Friday, April 30, 2010

New Bras

Well I ordered some new bras that just came in today.  I've been waiting all week for them.  It makes me excited to wear them.  I bought four but one is on back order.  I've been a little anxious too since I didn't want my girlfriend to find the package in the mail.  Today is Friday so I was getting a little nervous they might not show up until tomorrow.  Luckily, they did arrive today! 

Here are pictures of the ones that came today.






L

Friday, April 23, 2010

Message

Okay, well I had another massage.  I did wear my beige bra and somewhat matching beige panties.  I laid them out a bit more obvious this time.  When I put the bra down, I placed it so the straps were out straight, not under the bra.

The massage was great, I love the way she starts by rubbing my back and then getting me to breath in deep a few times while she pushes down my back as I breath out.  It gets me to relax and in the right place to receive the massage.  She also spends time rubbing my head.  I love to have my head rubbed, her fingers running through my hair.  I love getting my hair washed for the same reason when I get it cut.  Its so relaxing. 

So after that getting me relaxed she does her thing while I'm face down.  Then when she turns me over I decided to open my eyes just a bit.  But before I had opened my eyes I started to get a boner.  It was a slow development.  I felt a bit shy at first, but then decided the hell with it so I encouraged it as much as I could.  I kept imagining how she had to look my bra when she first entered the room.  Then kept imagining her looking at it while she was massaging me from the position she was in.  I flicked my cock as much as I could to keep it hard.  I'm sure she noticed the tent.  It's not that I have a huge one, but it's decent size enough to make a nice tent.

I never open my eyes during a massage, easier to keep them closed.  I usually go somewhere else in my mind and just focus on relaxing.  But this time for whatever reason I decided to open my eyes a bit.  I wanted to see her hands really, which I did a little.  She was sitting on a stool most of the time so it was actually hard to see her. 

Then something surprising happened.  After I had turned over my had my legs more or less straight out, not open at all but relaxed straight out.  When she finished with my left leg she placed it to the side of the table somewhat.  Then after finishing my second leg she also put it to the side.  Essentially she had my legs spread open somewhat.  That felt sexy, have never had a masseuse do that before.  They always return them to the same relaxed straight position.  But here's the real surprise.  When she was coming back to my head on her rolling stool I saw her reach over with one hand to fondle my bra.  I'm not sure what she did but it was obvious she either picked it up or maybe read the label, but none the less I know she touched my bra.

When I went to dress it was very obvious that the bra had been disturbed.  Maybe she was trying to put it back in the original position after she had picked it up when she first came back into the room.  I'm not sure but it gave me a huge rush to know she is curious about my bra wearing.

I've had a few good fantasies about this little episode.

L

Tuesday, April 20, 2010

Late Night Wearing.

Well I haven't been able to post for a bit.  Work gets in the way too much. 

I had to do some work late tonight so I thought I'd end the night with a post.  Since I was able to work from home for this project I have been wearing a black wireless bra with lace, a pair of white panties and a black slip.

+===+

== Tasks and exercises ==
1. In the blog text, how many bras did the writer order?
2. Write the next few sentences of the blog text, continuing its late-night post from its last sentence.
The items are not needed for this work.

== Excerpted records ==
+===+

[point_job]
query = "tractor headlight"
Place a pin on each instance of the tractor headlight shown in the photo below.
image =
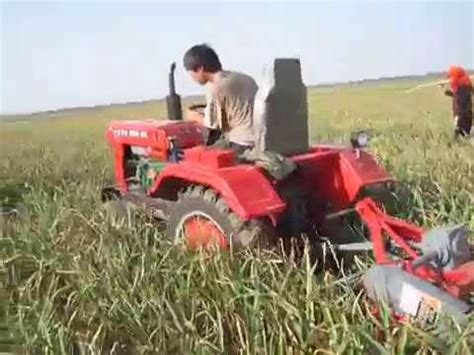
(360, 139)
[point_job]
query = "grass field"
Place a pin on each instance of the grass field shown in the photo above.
(69, 276)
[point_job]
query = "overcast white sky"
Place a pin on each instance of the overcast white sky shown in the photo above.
(64, 54)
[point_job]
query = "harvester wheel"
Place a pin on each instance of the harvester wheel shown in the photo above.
(202, 219)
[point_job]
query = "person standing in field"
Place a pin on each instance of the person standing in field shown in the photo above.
(461, 92)
(230, 99)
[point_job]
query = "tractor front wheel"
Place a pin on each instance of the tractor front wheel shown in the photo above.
(202, 219)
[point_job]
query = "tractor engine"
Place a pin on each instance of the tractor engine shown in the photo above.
(143, 148)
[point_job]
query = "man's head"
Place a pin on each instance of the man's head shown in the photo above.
(201, 61)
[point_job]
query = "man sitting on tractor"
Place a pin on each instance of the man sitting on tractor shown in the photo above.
(230, 100)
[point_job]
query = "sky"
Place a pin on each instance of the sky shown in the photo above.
(68, 54)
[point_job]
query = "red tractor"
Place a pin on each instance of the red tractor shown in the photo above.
(208, 195)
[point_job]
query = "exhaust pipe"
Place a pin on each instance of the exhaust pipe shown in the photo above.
(173, 100)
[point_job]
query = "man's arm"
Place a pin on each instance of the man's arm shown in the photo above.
(448, 92)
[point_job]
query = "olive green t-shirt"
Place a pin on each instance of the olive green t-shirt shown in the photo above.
(230, 106)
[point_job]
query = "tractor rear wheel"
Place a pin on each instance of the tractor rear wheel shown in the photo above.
(202, 219)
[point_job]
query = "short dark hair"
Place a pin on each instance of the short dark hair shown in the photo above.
(204, 56)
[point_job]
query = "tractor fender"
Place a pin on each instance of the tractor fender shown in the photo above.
(244, 188)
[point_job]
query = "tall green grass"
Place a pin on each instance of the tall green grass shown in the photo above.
(71, 279)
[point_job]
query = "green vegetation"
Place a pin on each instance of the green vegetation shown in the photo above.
(70, 276)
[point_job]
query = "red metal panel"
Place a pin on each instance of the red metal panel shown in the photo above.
(245, 189)
(155, 134)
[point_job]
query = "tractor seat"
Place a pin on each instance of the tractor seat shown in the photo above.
(281, 109)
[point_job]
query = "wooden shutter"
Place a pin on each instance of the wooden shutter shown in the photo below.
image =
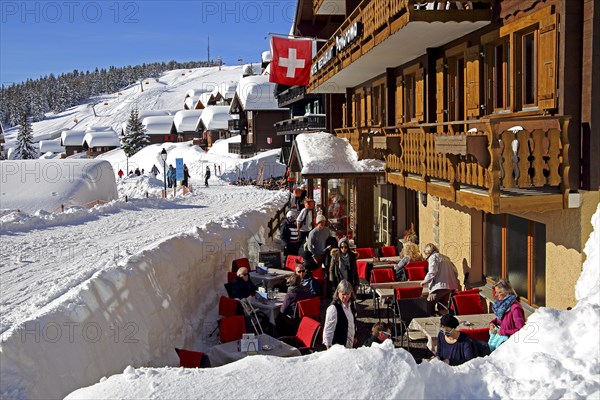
(399, 100)
(439, 90)
(547, 62)
(420, 94)
(472, 82)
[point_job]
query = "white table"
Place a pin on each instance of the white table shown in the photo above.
(271, 308)
(273, 278)
(430, 326)
(226, 353)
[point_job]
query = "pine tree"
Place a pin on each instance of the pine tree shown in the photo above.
(134, 138)
(25, 149)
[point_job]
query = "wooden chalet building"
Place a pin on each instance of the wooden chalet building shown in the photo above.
(484, 113)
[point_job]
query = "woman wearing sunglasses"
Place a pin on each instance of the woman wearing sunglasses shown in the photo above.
(454, 347)
(343, 265)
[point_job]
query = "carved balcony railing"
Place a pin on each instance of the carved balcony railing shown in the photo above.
(494, 164)
(378, 20)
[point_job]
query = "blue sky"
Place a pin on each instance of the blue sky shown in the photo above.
(42, 37)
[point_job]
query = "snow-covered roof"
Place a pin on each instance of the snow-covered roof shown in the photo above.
(191, 102)
(153, 113)
(52, 146)
(256, 93)
(72, 137)
(196, 92)
(71, 182)
(216, 117)
(158, 125)
(187, 120)
(204, 97)
(322, 153)
(102, 139)
(96, 128)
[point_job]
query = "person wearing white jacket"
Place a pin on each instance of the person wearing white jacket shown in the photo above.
(442, 279)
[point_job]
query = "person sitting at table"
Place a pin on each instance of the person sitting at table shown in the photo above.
(379, 333)
(442, 279)
(317, 240)
(242, 286)
(307, 280)
(340, 318)
(287, 322)
(343, 265)
(410, 253)
(454, 347)
(510, 316)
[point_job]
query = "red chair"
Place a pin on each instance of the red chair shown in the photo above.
(416, 273)
(388, 251)
(306, 336)
(292, 261)
(309, 308)
(381, 275)
(231, 276)
(410, 304)
(229, 307)
(424, 264)
(482, 334)
(467, 304)
(190, 358)
(231, 328)
(410, 292)
(239, 263)
(365, 252)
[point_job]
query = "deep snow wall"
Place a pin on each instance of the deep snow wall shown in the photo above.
(131, 313)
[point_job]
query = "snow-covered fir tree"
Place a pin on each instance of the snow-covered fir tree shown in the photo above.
(25, 149)
(134, 138)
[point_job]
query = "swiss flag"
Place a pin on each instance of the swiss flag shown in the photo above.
(290, 61)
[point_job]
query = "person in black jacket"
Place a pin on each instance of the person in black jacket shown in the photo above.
(454, 346)
(242, 286)
(379, 333)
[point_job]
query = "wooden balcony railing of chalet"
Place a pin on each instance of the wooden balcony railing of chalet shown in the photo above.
(495, 165)
(382, 18)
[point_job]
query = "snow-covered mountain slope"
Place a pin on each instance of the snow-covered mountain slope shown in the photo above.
(168, 93)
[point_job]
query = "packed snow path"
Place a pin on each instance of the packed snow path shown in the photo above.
(45, 257)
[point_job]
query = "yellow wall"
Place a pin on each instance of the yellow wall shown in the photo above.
(453, 238)
(566, 234)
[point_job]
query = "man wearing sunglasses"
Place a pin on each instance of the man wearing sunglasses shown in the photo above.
(379, 333)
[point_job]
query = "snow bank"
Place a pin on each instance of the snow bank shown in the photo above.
(556, 355)
(133, 313)
(32, 185)
(322, 152)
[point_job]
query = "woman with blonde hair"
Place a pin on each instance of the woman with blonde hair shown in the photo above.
(340, 318)
(510, 316)
(411, 253)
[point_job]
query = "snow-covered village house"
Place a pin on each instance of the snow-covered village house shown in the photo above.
(258, 111)
(160, 129)
(98, 140)
(72, 141)
(487, 127)
(51, 147)
(213, 125)
(185, 123)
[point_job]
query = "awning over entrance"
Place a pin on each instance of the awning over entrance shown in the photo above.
(322, 154)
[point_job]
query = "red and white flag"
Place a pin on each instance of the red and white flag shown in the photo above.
(290, 61)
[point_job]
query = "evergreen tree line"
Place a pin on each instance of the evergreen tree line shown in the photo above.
(55, 94)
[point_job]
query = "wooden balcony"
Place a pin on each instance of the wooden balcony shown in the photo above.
(496, 165)
(329, 7)
(381, 33)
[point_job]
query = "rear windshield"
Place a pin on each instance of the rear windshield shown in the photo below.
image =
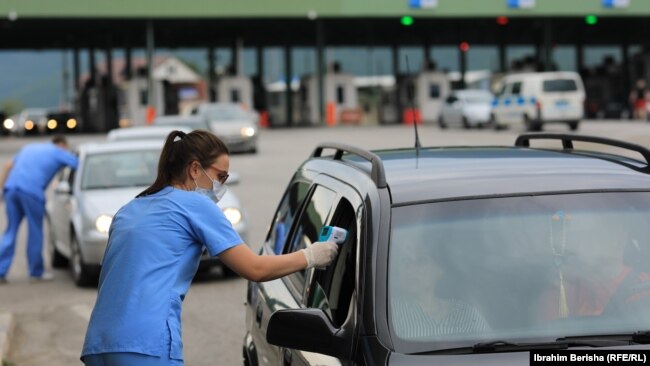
(560, 85)
(511, 269)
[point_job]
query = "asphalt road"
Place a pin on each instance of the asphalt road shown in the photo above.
(51, 317)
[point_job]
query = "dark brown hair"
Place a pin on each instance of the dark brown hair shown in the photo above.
(180, 150)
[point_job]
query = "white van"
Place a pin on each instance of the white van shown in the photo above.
(538, 98)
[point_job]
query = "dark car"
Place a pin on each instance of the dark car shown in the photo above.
(459, 255)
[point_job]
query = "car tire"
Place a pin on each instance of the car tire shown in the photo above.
(441, 123)
(57, 260)
(79, 269)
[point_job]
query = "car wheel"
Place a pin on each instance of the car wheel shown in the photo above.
(57, 260)
(441, 123)
(80, 272)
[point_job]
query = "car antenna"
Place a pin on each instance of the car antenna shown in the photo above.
(410, 89)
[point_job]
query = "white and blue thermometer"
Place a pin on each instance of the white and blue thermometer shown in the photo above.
(334, 234)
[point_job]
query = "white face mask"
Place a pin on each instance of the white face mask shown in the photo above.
(217, 191)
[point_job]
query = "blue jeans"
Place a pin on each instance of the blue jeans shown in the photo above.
(129, 359)
(20, 205)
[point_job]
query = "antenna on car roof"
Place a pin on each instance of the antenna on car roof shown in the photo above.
(410, 89)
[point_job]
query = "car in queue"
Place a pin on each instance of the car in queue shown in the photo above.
(460, 255)
(234, 124)
(84, 201)
(466, 108)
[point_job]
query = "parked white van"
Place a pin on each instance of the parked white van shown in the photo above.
(538, 98)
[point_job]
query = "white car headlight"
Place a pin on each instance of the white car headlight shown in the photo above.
(9, 124)
(233, 215)
(247, 132)
(103, 223)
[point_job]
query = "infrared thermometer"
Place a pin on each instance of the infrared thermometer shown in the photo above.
(334, 234)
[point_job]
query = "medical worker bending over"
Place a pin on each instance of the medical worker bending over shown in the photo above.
(23, 183)
(154, 246)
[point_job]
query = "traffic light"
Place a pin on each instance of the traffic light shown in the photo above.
(407, 20)
(591, 20)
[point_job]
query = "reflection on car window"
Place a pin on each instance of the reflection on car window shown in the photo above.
(120, 169)
(284, 216)
(545, 266)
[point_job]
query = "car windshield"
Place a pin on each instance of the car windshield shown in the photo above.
(560, 85)
(136, 168)
(519, 268)
(225, 113)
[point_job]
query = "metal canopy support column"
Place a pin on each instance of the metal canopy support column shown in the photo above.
(110, 107)
(151, 109)
(398, 101)
(212, 94)
(320, 69)
(75, 78)
(128, 66)
(287, 79)
(463, 66)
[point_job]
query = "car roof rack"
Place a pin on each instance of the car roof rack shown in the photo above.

+===+

== Responses in order ==
1. Four, though one is on back order.

2.
It feels good to sit around in the lingerie.  Since I'm working late my girlfriend won't know about it.  She knows I wear lingerie but is still getting used to the idea.  I have only worn a few things with her so far since I told her how much I like to wear lingerie.  She knew when we started to date in a way.  I have always worn women's panties.  And even on the first few times we made love I wore panties.  I have never tried to hide that until now it seems.  I would occassionally wear panties during sex and it never seemed to bother her.  She seemed not to be bothered, but that was before I told her how much I enjoyed other lingerie.

Now I do hide my wearing panties and such.  I don't like to and she said I didn't have to hide it.  But it's the fact that I know she is not sure she really likes it that makes me hide it now.  Before when I was clueless it was easier.  Not sure how to move forward with that.

It seems I do like to wear it almost daily.  She did mention that it would be really weird for her if I were to wear it daily.  I can understand that.  I think it's a little weird too.   I don't know why I enjoy it so much, but I do.  Since 'coming out' with it to her my desire has increased.  Maybe I held it in check before.

I do have a nice nightie that I wish I could wear to bed sometimes.  I'm too embarrassed now to wear it again.  I did once so my girlfriend knows about it but I just can't get over the part of her not liking it.  But if I don't wear any then she'll never have the chance to warm up to the idea.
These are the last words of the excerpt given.